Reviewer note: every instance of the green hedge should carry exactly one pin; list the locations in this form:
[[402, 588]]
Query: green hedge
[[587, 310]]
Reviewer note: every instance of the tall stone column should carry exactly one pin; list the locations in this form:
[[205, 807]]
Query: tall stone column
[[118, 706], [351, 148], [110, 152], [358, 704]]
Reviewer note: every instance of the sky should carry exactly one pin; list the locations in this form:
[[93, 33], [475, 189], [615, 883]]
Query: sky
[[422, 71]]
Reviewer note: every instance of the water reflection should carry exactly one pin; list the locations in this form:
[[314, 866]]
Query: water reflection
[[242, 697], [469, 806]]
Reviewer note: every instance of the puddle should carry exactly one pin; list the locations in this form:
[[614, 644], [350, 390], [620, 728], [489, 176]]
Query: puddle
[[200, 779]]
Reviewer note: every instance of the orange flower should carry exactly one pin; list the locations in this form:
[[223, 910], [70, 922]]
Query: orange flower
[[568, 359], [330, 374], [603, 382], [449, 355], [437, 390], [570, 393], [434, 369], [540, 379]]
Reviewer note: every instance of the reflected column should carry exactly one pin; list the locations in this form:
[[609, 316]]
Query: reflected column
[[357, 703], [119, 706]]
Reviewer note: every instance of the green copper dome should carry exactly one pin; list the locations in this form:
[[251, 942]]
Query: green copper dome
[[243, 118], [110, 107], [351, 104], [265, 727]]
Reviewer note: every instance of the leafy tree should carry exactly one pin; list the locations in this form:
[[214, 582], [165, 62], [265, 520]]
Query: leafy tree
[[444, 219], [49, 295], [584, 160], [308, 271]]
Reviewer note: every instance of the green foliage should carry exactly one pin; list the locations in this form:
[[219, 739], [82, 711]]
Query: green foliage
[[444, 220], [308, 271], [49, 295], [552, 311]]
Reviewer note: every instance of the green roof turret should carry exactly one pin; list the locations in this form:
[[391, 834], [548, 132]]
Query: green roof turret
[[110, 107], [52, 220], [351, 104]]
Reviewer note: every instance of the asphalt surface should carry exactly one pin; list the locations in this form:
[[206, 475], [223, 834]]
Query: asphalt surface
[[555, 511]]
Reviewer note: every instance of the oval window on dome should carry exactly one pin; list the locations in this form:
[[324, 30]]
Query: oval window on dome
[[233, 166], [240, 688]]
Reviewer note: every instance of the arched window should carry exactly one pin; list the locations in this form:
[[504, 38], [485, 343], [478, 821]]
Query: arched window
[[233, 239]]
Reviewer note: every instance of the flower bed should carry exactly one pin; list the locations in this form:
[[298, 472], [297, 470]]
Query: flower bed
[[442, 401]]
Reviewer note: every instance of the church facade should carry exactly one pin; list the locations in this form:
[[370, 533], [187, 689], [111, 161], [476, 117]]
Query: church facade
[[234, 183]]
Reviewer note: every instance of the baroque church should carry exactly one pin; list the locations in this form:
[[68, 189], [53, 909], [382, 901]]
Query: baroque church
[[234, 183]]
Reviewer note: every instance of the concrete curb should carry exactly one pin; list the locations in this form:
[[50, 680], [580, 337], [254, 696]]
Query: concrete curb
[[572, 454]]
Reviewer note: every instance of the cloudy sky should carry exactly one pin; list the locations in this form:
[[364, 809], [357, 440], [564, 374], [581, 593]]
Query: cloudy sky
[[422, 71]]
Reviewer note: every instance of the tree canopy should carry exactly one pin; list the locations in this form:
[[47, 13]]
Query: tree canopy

**DIRECTIVE**
Write out all of the material above again, putting "Annotator note" in place of "Reviewer note" every time it occurs and leaving every other character unchanged.

**SOLUTION TO THIS TASK**
Annotator note: every instance of the green hedge should carry exactly one pin; list the locations in this form:
[[402, 588]]
Query: green hedge
[[587, 310]]
Annotator note: every instance of the tall stone column should carry exactly one pin; list the locations in this form:
[[205, 807]]
Query: tall stone column
[[118, 706], [351, 148], [110, 152], [358, 704]]
Annotator note: every instance of the sky should carry exactly one pin; list the locations in this form:
[[93, 33], [475, 189], [615, 883]]
Query: sky
[[422, 71]]
Annotator note: every instance of the water reflection should carry exactly one pin; list the locations in this form:
[[314, 866]]
Query: water reflection
[[242, 697], [469, 806]]
Annotator note: every instance of the puddle should carry exactly one pin; list the locations in this form:
[[614, 644], [350, 390], [620, 728], [489, 176]]
Query: puddle
[[200, 779]]
Annotator note: every instance of the orange flower should carry exactly one pin; list the locations in this form:
[[223, 910], [70, 922]]
Query: orange flower
[[568, 359], [330, 374], [603, 382], [449, 355], [437, 390], [570, 393], [434, 369], [540, 379]]
Annotator note: every instance of the reflected column should carry exactly one pin; list the locations in this form:
[[609, 316]]
Query: reflected column
[[357, 703], [119, 706]]
Annotator note: every instance of the green copper dome should carry exactly one pin; list the locations in this form:
[[251, 942]]
Query: green copper dome
[[243, 118], [110, 107], [351, 104], [265, 727]]
Annotator note: every instance of the leafy tree should carry exactly one pin; list the locations in this form:
[[214, 582], [165, 62], [265, 520]]
Query: leafy tree
[[444, 219], [49, 295], [584, 160], [308, 271]]
Annotator note: every instance of the green foliage should carry exactly one pin; list the locations in this form:
[[219, 739], [82, 711]]
Query: green foliage
[[444, 220], [308, 271], [49, 295], [552, 311]]
Annotator note: every instance of the green roof turret should carry exactly one pin; list the locations in this form:
[[391, 834], [548, 132]]
Query: green roof turret
[[110, 107], [52, 220], [351, 104]]
Annotator note: every instance of the asphalt surface should carry exactly one pin; list the locations in this form:
[[206, 475], [223, 834]]
Query: asphalt surface
[[555, 511]]
Annotator note: every instance of the oval window on dome should carry exactly one pin; list the locations in this form:
[[324, 30]]
Query: oval window on dome
[[233, 166], [240, 688]]
Annotator note: every instance of the arched window should carry exactly one pin; list the locations in this form:
[[504, 38], [485, 343], [478, 821]]
Query: arched window
[[233, 239]]
Annotator note: every instance of the flower bed should carry exactly one pin; list the locations in this form:
[[298, 472], [297, 470]]
Query: flower bed
[[442, 401]]
Annotator note: every instance of the church facade should carry exactly one pin; list the locations in this form:
[[370, 533], [187, 689], [111, 161], [476, 117]]
Query: church facade
[[234, 183]]
Annotator note: every instance of the baroque church should carry exactly one pin; list the locations in this form:
[[68, 189], [53, 909], [382, 901]]
Query: baroque church
[[234, 183]]
Annotator note: every instance of the concrete curb should carry exactly one pin; list the locations in this form:
[[50, 680], [580, 337], [254, 696]]
Query: concrete curb
[[572, 454]]
Annotator note: every instance of the cloudy sky should carry exactly one pin; list the locations in this form:
[[364, 809], [357, 440], [564, 374], [581, 593]]
Query: cloudy sky
[[422, 71]]
Annotator note: every instance of the tree canopy should carry exactly one pin; list the locations in this form:
[[47, 13]]
Query: tree canopy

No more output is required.